WORK REQUIRED: Go through the data and count the lines holding the string "grass". Write only the number.

━━━━━ DATA SECTION ━━━━━

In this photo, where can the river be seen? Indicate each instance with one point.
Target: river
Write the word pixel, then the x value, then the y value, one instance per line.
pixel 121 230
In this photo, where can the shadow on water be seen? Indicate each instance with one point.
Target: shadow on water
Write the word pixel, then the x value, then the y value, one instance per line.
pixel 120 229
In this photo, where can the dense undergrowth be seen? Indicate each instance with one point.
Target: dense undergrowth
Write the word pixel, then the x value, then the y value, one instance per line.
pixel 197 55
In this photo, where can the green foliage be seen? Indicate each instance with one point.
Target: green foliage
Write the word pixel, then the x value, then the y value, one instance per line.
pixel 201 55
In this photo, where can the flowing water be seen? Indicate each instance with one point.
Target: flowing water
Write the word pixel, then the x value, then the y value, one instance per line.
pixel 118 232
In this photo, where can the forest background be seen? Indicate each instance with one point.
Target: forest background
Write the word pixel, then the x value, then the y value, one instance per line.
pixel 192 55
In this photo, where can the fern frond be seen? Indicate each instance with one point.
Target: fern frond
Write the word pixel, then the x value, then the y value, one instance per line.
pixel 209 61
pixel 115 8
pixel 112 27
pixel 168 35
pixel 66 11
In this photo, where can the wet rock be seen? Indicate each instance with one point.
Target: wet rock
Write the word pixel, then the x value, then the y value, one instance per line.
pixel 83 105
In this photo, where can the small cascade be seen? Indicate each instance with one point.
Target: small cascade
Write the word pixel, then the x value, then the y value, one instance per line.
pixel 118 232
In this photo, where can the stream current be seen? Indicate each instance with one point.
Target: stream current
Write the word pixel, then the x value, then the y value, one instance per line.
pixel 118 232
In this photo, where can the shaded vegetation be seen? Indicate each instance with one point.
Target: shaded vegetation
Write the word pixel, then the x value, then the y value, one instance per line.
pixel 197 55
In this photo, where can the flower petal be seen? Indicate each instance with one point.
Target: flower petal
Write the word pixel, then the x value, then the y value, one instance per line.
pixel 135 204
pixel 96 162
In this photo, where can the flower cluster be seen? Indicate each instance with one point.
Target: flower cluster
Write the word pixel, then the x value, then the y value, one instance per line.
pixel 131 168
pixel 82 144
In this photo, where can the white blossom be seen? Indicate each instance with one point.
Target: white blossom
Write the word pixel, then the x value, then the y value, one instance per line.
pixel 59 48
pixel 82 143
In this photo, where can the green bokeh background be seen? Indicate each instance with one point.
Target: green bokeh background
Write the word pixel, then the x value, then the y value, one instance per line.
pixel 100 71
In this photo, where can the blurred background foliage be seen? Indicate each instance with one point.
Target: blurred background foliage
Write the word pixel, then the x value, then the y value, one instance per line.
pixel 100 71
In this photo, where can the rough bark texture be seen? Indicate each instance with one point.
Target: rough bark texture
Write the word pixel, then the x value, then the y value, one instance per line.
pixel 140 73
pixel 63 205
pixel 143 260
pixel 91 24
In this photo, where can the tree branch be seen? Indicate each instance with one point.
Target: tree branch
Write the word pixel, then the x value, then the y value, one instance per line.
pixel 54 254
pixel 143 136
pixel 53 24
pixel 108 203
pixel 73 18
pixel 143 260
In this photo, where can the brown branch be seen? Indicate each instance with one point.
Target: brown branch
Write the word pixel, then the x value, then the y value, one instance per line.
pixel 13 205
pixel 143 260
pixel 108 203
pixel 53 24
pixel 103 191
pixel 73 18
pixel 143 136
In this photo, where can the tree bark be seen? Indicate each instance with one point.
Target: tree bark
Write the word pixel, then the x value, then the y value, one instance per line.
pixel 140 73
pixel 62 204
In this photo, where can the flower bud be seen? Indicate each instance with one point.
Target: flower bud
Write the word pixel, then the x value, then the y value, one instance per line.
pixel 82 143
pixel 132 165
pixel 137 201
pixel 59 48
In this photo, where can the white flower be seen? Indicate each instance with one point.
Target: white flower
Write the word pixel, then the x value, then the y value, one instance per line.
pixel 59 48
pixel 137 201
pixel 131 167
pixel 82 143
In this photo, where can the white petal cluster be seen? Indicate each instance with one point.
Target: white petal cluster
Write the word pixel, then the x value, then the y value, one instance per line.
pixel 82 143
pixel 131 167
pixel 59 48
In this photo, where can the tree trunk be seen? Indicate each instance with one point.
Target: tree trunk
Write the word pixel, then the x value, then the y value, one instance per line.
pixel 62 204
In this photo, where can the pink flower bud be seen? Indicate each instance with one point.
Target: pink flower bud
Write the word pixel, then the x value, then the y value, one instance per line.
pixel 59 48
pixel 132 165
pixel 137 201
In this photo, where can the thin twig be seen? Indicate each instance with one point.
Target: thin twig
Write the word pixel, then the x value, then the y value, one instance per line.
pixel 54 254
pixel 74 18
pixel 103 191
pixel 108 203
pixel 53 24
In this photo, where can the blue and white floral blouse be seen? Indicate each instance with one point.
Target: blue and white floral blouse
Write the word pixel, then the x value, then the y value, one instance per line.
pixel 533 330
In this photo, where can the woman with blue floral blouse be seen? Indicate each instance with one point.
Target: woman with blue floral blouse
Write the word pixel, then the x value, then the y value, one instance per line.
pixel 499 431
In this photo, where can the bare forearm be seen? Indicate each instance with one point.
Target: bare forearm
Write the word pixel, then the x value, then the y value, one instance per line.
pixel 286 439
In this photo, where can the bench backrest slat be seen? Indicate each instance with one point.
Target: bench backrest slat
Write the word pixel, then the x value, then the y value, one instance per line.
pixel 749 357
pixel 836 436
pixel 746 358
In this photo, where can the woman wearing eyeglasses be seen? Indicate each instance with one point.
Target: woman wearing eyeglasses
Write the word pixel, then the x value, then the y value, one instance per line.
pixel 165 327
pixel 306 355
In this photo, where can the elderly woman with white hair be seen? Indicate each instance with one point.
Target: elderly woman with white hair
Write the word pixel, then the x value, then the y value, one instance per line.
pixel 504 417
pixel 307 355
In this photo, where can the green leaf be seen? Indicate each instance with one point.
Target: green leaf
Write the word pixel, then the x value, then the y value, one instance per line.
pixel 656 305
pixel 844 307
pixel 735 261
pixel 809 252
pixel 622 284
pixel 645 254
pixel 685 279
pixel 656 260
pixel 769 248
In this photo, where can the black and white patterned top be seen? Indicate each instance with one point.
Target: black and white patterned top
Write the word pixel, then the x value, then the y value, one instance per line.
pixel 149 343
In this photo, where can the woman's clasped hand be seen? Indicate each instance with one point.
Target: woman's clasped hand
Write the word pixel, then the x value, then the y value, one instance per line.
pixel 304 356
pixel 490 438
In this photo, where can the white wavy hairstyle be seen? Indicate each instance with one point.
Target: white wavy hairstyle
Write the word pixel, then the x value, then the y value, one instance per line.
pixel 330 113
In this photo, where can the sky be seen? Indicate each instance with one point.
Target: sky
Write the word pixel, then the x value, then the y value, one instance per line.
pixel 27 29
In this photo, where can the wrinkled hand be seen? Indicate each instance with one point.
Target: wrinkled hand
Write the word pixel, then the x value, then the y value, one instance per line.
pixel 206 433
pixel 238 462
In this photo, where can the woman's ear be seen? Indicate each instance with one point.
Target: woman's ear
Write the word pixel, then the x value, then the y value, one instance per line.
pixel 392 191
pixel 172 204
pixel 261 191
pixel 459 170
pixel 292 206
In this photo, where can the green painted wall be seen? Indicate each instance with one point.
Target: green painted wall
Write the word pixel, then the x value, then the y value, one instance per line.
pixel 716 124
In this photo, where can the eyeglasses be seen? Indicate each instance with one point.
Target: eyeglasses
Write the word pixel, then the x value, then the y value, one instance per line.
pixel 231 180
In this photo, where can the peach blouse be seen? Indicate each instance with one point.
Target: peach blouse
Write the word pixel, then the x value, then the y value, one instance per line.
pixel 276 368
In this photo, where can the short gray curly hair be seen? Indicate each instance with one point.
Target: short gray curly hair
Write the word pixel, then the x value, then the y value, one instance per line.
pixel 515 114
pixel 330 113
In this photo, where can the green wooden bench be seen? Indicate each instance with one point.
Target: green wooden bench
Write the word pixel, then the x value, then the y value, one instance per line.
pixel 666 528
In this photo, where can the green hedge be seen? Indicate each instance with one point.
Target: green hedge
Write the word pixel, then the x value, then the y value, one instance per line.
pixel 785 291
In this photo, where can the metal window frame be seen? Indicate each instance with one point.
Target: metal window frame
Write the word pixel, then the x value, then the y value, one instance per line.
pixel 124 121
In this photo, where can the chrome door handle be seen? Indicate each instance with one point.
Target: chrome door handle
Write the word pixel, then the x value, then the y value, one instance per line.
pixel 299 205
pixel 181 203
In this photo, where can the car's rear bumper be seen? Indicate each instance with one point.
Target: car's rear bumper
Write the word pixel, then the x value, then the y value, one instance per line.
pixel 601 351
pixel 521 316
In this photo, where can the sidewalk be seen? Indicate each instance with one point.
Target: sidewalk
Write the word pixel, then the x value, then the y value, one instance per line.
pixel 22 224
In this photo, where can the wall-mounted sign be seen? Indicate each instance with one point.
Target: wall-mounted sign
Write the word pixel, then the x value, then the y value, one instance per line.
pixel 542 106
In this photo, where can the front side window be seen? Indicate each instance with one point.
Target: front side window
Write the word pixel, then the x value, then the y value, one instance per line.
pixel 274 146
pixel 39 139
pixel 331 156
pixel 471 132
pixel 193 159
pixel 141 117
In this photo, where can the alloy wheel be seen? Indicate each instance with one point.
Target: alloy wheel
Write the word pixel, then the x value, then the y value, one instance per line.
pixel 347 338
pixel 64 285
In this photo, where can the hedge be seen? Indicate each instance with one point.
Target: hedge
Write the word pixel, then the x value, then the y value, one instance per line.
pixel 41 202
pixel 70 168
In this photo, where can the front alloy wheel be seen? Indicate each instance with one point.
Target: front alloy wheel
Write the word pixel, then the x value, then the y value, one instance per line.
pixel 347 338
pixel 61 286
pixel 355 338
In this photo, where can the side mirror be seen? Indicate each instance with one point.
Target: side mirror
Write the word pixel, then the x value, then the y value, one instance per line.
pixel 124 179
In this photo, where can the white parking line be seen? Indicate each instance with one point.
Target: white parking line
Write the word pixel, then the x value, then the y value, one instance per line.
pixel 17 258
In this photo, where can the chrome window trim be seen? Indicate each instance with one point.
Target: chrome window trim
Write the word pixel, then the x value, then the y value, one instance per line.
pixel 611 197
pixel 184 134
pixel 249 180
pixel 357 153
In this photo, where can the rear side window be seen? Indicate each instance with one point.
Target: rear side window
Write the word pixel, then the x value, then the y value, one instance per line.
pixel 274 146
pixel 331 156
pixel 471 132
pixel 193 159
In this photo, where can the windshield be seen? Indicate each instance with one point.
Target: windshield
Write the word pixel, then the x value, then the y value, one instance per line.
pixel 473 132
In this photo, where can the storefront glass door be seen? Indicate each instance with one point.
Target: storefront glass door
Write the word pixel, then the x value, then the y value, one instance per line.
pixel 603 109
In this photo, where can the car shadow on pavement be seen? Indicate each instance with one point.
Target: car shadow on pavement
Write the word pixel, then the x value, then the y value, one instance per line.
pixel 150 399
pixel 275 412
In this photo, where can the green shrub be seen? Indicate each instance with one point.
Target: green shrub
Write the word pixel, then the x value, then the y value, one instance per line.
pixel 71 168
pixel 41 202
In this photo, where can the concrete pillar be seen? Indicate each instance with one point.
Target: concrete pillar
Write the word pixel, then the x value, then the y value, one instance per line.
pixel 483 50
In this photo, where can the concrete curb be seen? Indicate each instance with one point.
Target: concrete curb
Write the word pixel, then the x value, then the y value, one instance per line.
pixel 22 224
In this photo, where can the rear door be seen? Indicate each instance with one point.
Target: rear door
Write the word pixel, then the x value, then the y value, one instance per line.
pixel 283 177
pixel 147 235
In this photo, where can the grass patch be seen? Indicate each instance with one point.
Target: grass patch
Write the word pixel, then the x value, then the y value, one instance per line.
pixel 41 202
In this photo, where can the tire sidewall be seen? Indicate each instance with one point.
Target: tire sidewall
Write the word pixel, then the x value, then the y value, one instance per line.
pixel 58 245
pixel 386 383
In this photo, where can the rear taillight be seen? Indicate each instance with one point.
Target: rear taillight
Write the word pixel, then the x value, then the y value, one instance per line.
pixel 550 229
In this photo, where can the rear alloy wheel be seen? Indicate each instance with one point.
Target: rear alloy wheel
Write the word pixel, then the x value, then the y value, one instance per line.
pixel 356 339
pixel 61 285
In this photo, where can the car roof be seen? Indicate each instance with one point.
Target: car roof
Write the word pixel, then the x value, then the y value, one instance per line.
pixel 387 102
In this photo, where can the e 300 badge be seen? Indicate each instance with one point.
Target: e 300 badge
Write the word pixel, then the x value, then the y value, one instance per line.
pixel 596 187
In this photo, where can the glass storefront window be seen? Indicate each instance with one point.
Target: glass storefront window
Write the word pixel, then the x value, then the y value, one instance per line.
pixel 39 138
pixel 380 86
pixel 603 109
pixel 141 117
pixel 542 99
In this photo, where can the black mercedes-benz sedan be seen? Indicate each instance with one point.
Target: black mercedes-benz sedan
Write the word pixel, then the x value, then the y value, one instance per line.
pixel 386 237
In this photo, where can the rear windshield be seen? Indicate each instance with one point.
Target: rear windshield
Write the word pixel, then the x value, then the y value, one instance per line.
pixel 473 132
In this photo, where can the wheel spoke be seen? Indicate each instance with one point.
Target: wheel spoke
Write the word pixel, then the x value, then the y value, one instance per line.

━━━━━

RESULT OF THIS EXERCISE: 2